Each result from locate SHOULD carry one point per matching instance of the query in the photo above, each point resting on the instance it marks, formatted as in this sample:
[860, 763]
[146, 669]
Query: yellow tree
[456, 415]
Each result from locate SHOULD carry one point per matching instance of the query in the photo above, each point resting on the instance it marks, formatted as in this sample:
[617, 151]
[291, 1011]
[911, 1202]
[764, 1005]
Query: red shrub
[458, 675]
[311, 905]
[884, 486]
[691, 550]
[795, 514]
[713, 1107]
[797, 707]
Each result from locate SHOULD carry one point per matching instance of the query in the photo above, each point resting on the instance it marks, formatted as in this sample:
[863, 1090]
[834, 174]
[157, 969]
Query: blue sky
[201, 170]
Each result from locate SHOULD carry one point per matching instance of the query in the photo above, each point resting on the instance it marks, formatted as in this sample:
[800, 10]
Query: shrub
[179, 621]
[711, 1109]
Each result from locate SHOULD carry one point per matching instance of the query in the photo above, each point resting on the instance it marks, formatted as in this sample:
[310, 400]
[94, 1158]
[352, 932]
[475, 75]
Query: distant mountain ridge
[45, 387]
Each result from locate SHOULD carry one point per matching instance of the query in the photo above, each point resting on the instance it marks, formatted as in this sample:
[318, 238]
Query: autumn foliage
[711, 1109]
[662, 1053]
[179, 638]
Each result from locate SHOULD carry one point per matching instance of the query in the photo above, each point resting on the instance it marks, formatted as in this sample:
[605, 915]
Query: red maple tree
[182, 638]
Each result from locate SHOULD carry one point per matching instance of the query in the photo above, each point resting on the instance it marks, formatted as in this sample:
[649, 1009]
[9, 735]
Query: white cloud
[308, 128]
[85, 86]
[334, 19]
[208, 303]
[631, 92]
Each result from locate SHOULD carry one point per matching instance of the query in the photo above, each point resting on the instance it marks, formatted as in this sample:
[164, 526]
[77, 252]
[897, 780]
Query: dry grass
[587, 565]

• Activity: Extract all of the data shown above and repeat it verbatim.

• Worked solution:
Each result from locate SHOULD carry one point per matching instance of the query in the photo above, each point resting on the instance it marks, formatted as in this sample:
[860, 763]
[146, 669]
Query: yellow tree
[456, 415]
Each result from locate SHOULD carry one point per matching instance of the query in the photo above, each point resting on the instance it marks, formatted as in this sample:
[617, 151]
[291, 1011]
[911, 1202]
[764, 1005]
Query: red shrub
[458, 675]
[311, 905]
[884, 486]
[691, 550]
[795, 514]
[713, 1107]
[797, 707]
Each result from locate SHOULD carry one point per matching instance of the query in the photo above, each point resting on the instance it marks, formatted as in this sample:
[863, 1090]
[834, 174]
[157, 969]
Query: blue sky
[201, 170]
Each result from locate SHOULD carry one point per matching instance of the query in the photo above, each point resting on the instance it marks, formatted as in this sample:
[800, 10]
Query: shrub
[179, 621]
[711, 1109]
Each result from locate SHOULD carry one point per matching instance of the query in the photo above, each point resting on the instance it marks, formatted as in this sample:
[310, 400]
[94, 1158]
[352, 932]
[475, 75]
Query: distant mountain ridge
[45, 387]
Each result from locate SHOULD carry one point per matching instance of the query in the photo above, each point resting on the instance it marks, formatted as in this sample:
[318, 238]
Query: autumn foliage
[711, 1109]
[662, 1053]
[179, 638]
Each result from locate SHOULD carry one point per matching instance of the query in the photo above, each point resting on the instance it marks, formatted as in this sample:
[605, 915]
Query: red maple tree
[182, 638]
Each result from locate SHOULD carry one point per matching instance of the query in the photo above, each point resting on the instance it marks, formatted as in this sample:
[649, 1009]
[9, 735]
Query: white cloud
[308, 128]
[85, 86]
[334, 19]
[208, 303]
[631, 92]
Each result from locate SHOULD carry one point per matching instance of the query in the photo above, each point resting on the instance it marks, formatted as in this sample:
[164, 526]
[77, 252]
[897, 780]
Query: dry grass
[587, 565]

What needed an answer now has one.